Recorded data
####################
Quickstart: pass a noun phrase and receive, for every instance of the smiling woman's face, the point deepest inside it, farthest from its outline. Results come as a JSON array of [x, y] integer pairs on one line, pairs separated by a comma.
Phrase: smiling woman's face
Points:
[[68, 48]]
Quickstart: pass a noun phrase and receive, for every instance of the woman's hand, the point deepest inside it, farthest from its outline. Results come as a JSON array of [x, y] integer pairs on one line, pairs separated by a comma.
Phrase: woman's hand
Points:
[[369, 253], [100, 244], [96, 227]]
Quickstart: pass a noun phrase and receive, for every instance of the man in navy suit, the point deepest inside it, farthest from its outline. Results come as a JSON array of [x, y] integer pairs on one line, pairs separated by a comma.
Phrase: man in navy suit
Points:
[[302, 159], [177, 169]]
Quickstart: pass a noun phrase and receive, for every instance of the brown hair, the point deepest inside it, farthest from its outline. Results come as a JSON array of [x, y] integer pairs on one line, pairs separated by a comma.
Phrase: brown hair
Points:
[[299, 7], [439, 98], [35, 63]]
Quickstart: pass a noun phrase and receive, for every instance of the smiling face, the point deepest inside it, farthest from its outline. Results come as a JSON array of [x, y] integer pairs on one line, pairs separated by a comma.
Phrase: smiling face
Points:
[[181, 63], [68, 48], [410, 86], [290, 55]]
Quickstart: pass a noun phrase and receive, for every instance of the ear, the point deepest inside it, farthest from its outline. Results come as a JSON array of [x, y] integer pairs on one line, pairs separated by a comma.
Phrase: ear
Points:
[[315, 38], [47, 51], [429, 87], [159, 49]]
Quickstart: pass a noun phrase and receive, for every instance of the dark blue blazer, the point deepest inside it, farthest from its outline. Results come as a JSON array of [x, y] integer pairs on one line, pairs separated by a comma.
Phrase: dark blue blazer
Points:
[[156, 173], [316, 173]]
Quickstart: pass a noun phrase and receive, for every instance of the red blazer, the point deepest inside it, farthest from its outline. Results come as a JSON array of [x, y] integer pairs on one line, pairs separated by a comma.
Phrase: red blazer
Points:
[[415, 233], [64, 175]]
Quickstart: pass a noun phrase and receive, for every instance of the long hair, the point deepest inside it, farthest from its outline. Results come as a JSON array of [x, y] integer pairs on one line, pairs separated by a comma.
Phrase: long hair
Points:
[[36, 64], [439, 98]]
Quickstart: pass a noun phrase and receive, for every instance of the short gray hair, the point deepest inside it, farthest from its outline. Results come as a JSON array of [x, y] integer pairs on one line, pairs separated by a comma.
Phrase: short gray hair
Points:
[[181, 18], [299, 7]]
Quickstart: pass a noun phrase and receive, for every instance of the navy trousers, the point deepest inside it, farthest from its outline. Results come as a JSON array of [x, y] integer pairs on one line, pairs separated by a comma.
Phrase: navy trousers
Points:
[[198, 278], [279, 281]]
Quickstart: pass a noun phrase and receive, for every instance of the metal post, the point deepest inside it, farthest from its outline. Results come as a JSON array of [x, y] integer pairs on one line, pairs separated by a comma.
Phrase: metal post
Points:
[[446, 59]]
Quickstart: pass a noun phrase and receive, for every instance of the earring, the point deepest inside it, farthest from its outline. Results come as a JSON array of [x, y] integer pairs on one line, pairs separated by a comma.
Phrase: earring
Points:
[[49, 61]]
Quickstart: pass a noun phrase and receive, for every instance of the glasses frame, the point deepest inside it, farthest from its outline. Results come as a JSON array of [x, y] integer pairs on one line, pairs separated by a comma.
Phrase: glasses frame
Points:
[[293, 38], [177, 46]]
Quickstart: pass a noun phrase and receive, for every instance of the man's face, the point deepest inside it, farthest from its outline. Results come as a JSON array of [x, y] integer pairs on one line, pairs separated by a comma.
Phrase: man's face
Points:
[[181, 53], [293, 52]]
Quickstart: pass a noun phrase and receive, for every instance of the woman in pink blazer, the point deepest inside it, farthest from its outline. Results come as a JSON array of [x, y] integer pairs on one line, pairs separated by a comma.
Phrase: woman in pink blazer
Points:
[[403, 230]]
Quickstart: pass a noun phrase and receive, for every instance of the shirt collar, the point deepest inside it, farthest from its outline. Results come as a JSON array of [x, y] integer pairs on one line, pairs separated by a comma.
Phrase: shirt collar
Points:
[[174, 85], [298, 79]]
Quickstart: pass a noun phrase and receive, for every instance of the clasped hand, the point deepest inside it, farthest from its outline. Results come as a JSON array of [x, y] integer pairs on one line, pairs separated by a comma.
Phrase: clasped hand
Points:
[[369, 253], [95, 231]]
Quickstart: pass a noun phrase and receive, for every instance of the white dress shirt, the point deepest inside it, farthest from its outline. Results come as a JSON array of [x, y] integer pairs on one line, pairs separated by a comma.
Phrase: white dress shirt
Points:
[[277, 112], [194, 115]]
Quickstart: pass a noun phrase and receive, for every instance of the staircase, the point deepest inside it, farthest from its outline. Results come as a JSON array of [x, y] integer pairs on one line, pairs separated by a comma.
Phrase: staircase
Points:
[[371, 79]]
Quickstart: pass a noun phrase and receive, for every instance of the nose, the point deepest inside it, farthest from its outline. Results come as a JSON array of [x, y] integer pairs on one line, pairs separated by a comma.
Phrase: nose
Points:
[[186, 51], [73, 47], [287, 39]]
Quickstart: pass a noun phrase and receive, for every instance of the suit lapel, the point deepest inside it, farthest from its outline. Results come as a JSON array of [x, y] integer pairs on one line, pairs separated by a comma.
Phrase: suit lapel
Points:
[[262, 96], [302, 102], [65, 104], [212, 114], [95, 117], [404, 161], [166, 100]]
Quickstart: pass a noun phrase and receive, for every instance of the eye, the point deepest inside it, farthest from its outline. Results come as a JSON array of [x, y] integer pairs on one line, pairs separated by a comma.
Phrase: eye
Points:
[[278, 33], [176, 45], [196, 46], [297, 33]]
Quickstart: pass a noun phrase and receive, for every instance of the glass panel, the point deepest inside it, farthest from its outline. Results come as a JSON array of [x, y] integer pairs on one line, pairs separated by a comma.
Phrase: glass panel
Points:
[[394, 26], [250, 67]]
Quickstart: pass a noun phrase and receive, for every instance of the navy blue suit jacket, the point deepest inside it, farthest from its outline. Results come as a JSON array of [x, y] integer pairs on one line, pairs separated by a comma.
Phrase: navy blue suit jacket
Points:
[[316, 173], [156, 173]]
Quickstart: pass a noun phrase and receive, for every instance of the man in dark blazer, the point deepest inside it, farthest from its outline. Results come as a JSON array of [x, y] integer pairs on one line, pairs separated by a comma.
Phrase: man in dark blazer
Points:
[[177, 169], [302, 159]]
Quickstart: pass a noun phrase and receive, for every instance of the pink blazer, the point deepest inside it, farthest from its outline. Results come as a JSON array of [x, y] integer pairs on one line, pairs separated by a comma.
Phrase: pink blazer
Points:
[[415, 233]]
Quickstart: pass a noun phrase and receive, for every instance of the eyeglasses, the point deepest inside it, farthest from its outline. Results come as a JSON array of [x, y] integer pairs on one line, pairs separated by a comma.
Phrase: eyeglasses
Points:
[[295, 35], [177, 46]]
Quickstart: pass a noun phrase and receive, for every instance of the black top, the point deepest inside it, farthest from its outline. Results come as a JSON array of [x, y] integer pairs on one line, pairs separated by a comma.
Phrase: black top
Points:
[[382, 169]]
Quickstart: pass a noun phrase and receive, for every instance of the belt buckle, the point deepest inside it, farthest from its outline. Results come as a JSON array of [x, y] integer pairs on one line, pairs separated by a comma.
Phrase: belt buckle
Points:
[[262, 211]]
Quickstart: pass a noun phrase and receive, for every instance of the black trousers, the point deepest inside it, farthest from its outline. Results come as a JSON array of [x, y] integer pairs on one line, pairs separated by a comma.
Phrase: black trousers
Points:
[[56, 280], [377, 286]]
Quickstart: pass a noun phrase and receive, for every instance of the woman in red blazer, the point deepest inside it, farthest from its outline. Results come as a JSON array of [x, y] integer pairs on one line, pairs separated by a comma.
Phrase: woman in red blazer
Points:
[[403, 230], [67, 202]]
####################
### ASSIGNED TASK
When the line with "glass panel, the" is reached in the data above, start copying there, and copy each line exactly until the line with "the eyeglasses, the" has been copied; copy nothing else.

### ANSWER TO THIS TASK
Quickstart: pass a noun phrase and receive, for every instance of the glass panel, the point deepest inside it, farthest from its outline. Results come as a JSON array of [x, y] integer pairs on one line, pairs separated by a comma.
Phrase: glass panel
Points:
[[394, 26], [250, 67]]
Quickstart: pass a noun phrase and receive, for every instance of the navy blue suit jacket, the point deepest inside it, farthest from its outline. Results come as a JSON array of [x, y] integer pairs on one line, pairs separated by a comma.
Phrase: navy blue suit jacket
Points:
[[316, 173], [156, 173]]
Quickstart: pass a noun phrase and receive, for every instance of the man in dark blazer, the point deepest inside it, farthest from its outline. Results come as a JSON array of [x, y] integer pairs on one line, pairs separated by a comma.
Phrase: man in dark blazer
Points:
[[177, 169], [302, 159]]
Quickstart: pass a noun phrase and receive, for every instance of the pink blazer, the point deepest inside it, farthest from its outline. Results come as a JSON array of [x, y] integer pairs on one line, pairs separated by a comma.
Phrase: pink blazer
Points:
[[415, 233]]
Quickstart: pass a noun phrase and receive, for every instance of the eyeglasses, the point deepest inside it, farthest from its outline. Results come as a JSON array of [x, y] integer pairs on one line, pairs separated by a comma.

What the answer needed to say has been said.